** Begin Source document **
Culture, Anthropology and Sitting

Last Fall I traveled to South Korea. And when I returned home, I could barely walk…and it wasn’t from the amount of ‘trekking’ around Seoul and Gwang Ju and the Yellow Sea that gave me the pain in my legs – it was sitting. Yes, sitting.

When I arrived, fresh off the plane and suffering from jet-lag, my hostess showed me to the place I would be staying, the beautiful building in the picture below.


The Guest House

As we walked in, there was really just one big room that made up most of the house, the room pictured below.


The Main room in the Guest House

I was slightly puzzled, but I didn’t try to “let on.” I thought she was taking me to the guest house but the assortment of furniture, artifacts and symbols in the room confused me. I wasn’t sure if this was a small church meeting room or if this was really where was I supposed to stay and why did they have the logs on the floor? I didn’t know if they were benches or a table or what. It’s really not good to be jet-lagged, extremely tired and confused.

My confusion, I soon learned, came from my lack of knowledge of Korean culture.  Koreans have a very communal culture and do many things together, thus the most important room in the house is the room where the guests or family gathers. And the logs on the floor were the dining room table. And you sat on the floor to eat. And try doing that for 14 days straight and see how your legs feel.

If I were a historian looking at this pictures sometime in the future and I was American, I might have the same problems. With the cross on the wall, the piano in the room and logs that look like benches, I might assume right away that this was small meeting room for a church. But of course, my historical anthropology would be short sighted.

Written text from the time, as well as other pictures and artifacts, such as tables from the era, should tell me that the logs on the floor could possibly be a table, not benches, which is a very western idea about logs on a floor. The communal nature of families also might give me a hint that this was a communal gathering area for the house.

Historical anthropology can be tough to get right. Just like my example above.

A case in point is Robert Darnton’s interpretation of a little known story about cat killings in Paris during the 1730s. In the “The Great Cat Massacre,” Robert Darnton draws on his extensive knowledge of eighteenth century French culture to interpret the story of cat killing. He draws parallels between the Mardi Gras celebrations of the time and the trial and execution of the cats. He asserts that “The text made the theme of sorcery explicit from the beginning. Jerome and Leveille could not sleep because ‘some bedeviled cats make a sabbath all night long.’  His analysis is compelling and seems very plausible, even if the story is a bit gruesome, especially when he describes…well I won’t go there.

The only problem is, others also make totally different and compelling interpretations such as Roger Chartier’s in “Text, Symbols, and Frenchness.”  Chartier states that the story “resembles the plot of French folk tales celebrating ruse and the ingeniousness of the lowly turned against the masters” and in such, Chartier questions whether or not the story ever actually took place.
** End Source document **
▶ **Exercise set**
1. From the post on culture, anthropology and sitting, list the features of the main room that might lead an American historian to take it for a small church meeting room.
2. According to the post on culture, anthropology and sitting, what were the logs on the floor of the guest house?
** Begin Recorded information **
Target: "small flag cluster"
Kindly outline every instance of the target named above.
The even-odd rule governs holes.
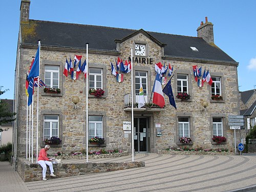
[[[81,55],[75,55],[74,58],[74,66],[73,65],[71,57],[70,56],[70,62],[69,63],[68,59],[66,59],[65,68],[63,71],[63,74],[68,77],[69,73],[71,76],[71,79],[76,80],[79,78],[79,76],[81,72],[84,74],[84,77],[86,78],[87,71],[86,71],[86,59],[82,65],[81,65],[81,60],[82,58]],[[76,67],[78,63],[77,67]]]
[[[127,60],[125,60],[124,64],[123,60],[119,57],[117,58],[117,61],[116,59],[116,70],[112,62],[110,61],[110,63],[111,65],[111,73],[116,76],[117,82],[122,82],[123,81],[123,74],[129,73],[132,70],[131,61],[129,60],[127,61]]]
[[[210,86],[211,86],[212,79],[211,79],[211,77],[210,77],[209,70],[206,72],[205,68],[204,73],[203,75],[202,75],[202,67],[198,68],[197,66],[193,66],[192,67],[193,68],[193,74],[195,76],[195,80],[197,82],[198,87],[200,88],[203,87],[204,86],[204,82],[205,81]]]

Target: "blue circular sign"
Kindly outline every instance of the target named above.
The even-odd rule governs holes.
** End Recorded information **
▶ **Expected results**
1.
- the cross on the wall
- the piano in the room
- the logs that look like benches

2. They were the dining room table.